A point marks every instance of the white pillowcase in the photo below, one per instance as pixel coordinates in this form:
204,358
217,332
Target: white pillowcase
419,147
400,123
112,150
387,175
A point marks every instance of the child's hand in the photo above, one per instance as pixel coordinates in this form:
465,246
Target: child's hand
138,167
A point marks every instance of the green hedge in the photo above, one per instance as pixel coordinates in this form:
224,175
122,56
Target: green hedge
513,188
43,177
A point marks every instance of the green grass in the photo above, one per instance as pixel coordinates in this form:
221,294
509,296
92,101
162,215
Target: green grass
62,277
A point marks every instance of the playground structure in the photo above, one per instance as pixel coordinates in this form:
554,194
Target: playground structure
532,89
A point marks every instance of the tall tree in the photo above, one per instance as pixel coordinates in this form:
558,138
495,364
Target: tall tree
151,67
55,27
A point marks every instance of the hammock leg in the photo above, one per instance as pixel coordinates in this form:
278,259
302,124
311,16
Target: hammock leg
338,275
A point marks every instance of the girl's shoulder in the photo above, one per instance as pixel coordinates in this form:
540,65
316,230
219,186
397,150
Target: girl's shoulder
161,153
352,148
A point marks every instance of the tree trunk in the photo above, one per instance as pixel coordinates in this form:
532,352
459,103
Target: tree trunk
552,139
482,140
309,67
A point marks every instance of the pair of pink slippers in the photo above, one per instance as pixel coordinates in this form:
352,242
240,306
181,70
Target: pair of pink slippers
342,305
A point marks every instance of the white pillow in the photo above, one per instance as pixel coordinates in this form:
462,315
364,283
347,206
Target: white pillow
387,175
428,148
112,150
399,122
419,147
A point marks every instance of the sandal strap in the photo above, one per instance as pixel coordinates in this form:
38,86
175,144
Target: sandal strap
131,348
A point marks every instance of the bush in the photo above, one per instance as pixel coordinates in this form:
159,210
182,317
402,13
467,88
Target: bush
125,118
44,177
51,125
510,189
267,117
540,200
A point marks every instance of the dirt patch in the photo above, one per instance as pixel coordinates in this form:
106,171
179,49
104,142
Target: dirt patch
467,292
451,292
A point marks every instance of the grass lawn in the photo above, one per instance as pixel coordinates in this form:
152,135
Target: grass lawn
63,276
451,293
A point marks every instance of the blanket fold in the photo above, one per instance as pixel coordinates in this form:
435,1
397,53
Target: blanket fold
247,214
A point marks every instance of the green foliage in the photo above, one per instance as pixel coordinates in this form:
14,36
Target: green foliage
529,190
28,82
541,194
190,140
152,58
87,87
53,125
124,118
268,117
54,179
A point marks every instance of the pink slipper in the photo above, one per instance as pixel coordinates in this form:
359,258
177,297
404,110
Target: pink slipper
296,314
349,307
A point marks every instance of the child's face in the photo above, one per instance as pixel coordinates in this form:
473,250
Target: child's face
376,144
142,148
———
### Requirement:
Every entry must be output again, exactly as written above.

### Finished task:
A point marks every instance of the white pillowcase in the photo below, one per instance as pixel coordinates in this form:
204,358
217,332
Target: white pillowcase
419,147
400,123
112,150
387,175
A point marks every instance of the child's hand in the photo above, one per instance as pixel coordinates in this form:
465,246
Target: child's hand
138,167
A point marks every instance of the green hedge in the photo above, one per instance as pixel coordinates in this form:
224,175
122,56
Target: green hedge
513,188
43,177
A point marks every instance of the green grass in the photo above, one per instance as pixel coordinates in this form:
221,294
509,296
92,101
162,215
Target: green grass
62,277
A point marks every instance of the playground structure in the photo above, one per instance as pixel coordinates in this form:
554,194
Target: playground structure
532,89
A point marks every instance of the tall tree in the photo above, one per instance as pixel coordinates in this form:
558,138
495,364
Target: tall tree
151,67
55,27
A point marks every instance of the hammock leg in the photo above, one per instance as pixel coordinates in this form:
278,259
302,124
311,16
Target: hammock leg
338,275
A point marks every instance of the girl's shoulder in the photo above, one per instance as pixel coordinates in this form:
540,65
316,230
219,186
397,150
Target: girl's shoulder
161,153
352,148
A point marks every instance of the tree trunk in the photo above, one per instance as pixel coordinates in this form:
532,352
459,103
Target: tree trunk
552,139
482,140
309,67
A point marks every instance of the pair of pink slippers in the photo above, one per instance as pixel coordinates in this form:
352,242
240,306
181,70
Target: pair of pink slippers
342,305
A point marks every instance of the white pillow in the photo above, one per instance as pixel coordinates in this form:
462,315
364,283
347,206
Target: white pillow
387,175
428,148
112,150
399,122
419,147
A point marks every instance of the sandal strap in the photo above, one per instance as pixel coordinates in this form:
38,86
175,144
Target: sandal strap
131,348
A point marks every instance of the bush in the photo above, one per instance as pixel coordinates in this form:
159,210
182,317
402,13
467,88
Target: bush
125,118
44,177
51,125
510,189
267,117
540,200
A point marks every instance of the dirt patch in the photo above, one per instance as pixel coordinates in this form:
106,171
179,49
104,142
Target: dirt patch
467,292
451,292
A point marks every instance of the grass lawn in the photo above, one per instance as pixel coordinates in this form:
152,135
Target: grass lawn
63,276
451,293
A point marks every instance of the blanket fold in the photo above, one per instance as pixel coordinates in this form:
435,1
397,53
Target: blanket fold
247,214
A point marks every instance of the green foliage in the photo above, one per instance as pixel coordinates in this form:
14,36
Target: green foliage
529,190
28,82
541,194
190,140
152,58
87,87
53,125
124,118
268,117
54,179
A point marks every instance of the pink slipper in the photo above, one per instance as pixel coordinates in this form:
359,258
177,297
404,110
Target: pink slipper
296,314
349,307
A point marks every instance of the child's face in the photo above, one per instance as pixel coordinates in this form:
473,250
Target: child's face
376,144
142,148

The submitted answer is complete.